- _Quoted text_:
69 I should note, since this was put to me in submissions, that insofar as I have commented on the circumstances of execution of the Deed of Charge I make no comment as to the conduct of the solicitors who prepared or assisted in its execution and I note for the record that the solicitors who apparently drafted the Deed of Charge (Consolidated Lawyers) are not the Boumelhems’ solicitors in these proceedings. Other than John Boumelhem’s assertion that he told the solicitors “everything”, and that he told them he took the additional money, there is no evidence as to what precisely they were told by way of instructions leading up to execution of the Deed of Charge – something which at the very least it would be necessary to know in order to form any view as to the propriety of the solicitors’ conduct. John Boumelhem’s evidence in this regard was no more than a generalised assertion: “I’m telling you, I told him the whole time that my parents have got the money, they got the half share, that’s what we had agreed and he goes I cannot do nothing” (T 47).

70 It was noted that no evidence was called from the solicitors responsible for drafting the Deed of Charge or from any others (such as Mr John Touma) who were present when it was executed. However, it is not clear to me that any Jones v Dunkel (1969) 101 CLR 298 inference should be drawn in this regard.

71 As noted in Cross on Evidence the unexplained failure by a party to call witnesses “may, not must” in appropriate circumstances lead to an inference that the uncalled evidence would not have assisted that party’s case, whether or not that party bears the burden of proof of the particular issue to which the evidence would have relevant [para 1215].

- _Aim 1_:
Output everything in the judgment excerpt from "71 As noted" down to "relevant [para 1215].", word for word.
- _Aim 2_:
Pick out each line of the records that contains the string "cloud", treating case as significant, and copy those lines.
The judgment excerpt has no connection to the records that come after it.

- _Data in this exercise_:
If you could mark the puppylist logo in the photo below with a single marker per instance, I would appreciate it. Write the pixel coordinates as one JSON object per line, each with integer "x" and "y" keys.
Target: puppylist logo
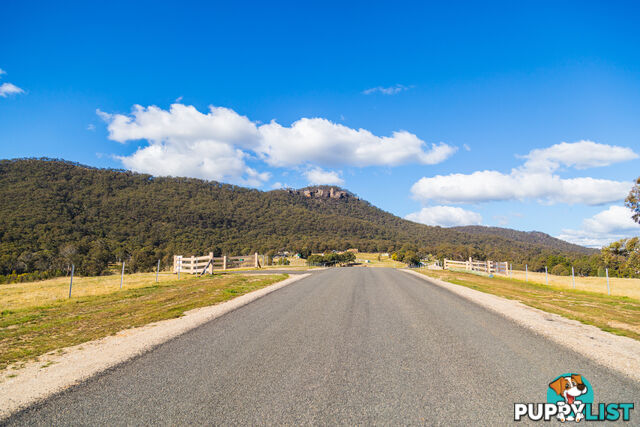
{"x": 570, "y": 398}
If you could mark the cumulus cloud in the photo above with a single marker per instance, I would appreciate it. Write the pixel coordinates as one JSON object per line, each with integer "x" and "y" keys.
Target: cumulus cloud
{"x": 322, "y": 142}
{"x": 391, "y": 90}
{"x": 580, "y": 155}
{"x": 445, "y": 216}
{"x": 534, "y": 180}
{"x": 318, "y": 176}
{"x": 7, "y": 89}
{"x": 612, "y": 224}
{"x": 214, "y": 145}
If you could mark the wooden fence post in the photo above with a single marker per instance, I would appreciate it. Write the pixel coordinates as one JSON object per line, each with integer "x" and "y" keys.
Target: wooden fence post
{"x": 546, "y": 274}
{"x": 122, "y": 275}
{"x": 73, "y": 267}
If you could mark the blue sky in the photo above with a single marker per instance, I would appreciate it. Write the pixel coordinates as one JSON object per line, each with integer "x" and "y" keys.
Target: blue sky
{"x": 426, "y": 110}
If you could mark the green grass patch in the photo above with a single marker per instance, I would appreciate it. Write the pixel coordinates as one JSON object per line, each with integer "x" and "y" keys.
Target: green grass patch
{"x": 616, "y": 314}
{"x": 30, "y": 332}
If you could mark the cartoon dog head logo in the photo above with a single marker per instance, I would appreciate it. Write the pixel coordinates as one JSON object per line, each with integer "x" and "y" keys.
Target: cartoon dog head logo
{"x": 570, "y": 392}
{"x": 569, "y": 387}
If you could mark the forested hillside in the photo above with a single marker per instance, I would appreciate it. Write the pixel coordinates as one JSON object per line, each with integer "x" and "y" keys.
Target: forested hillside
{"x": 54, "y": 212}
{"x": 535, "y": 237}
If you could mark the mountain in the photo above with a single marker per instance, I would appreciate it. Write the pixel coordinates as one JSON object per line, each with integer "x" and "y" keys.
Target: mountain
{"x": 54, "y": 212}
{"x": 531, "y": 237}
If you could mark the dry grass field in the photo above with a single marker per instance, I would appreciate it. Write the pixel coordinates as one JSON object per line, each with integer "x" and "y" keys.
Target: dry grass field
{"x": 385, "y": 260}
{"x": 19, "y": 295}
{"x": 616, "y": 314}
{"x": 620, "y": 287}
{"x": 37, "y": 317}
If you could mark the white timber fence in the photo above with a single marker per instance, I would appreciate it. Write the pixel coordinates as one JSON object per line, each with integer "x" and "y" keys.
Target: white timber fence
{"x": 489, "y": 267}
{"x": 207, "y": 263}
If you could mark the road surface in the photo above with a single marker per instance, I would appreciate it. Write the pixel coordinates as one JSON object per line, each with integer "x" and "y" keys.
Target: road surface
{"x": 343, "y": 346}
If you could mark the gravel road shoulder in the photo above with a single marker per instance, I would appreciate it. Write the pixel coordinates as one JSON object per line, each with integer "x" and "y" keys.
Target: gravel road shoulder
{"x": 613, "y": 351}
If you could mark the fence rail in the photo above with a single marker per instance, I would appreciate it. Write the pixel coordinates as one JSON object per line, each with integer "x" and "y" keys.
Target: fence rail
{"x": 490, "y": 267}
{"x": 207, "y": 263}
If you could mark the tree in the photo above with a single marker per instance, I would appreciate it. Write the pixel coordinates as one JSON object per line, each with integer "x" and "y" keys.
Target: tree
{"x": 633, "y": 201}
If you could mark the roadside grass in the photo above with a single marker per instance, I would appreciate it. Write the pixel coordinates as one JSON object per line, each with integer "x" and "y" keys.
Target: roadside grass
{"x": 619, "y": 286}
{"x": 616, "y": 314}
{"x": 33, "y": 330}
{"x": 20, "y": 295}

- _Final result 1_:
71 As noted in Cross on Evidence the unexplained failure by a party to call witnesses “may, not must” in appropriate circumstances lead to an inference that the uncalled evidence would not have assisted that party’s case, whether or not that party bears the burden of proof of the particular issue to which the evidence would have relevant [para 1215].

- _Final result 2_:
If you could mark the cumulus cloud in the photo above with a single marker per instance, I would appreciate it. Write the pixel coordinates as one JSON object per line, each with integer "x" and "y" keys.
Target: cumulus cloud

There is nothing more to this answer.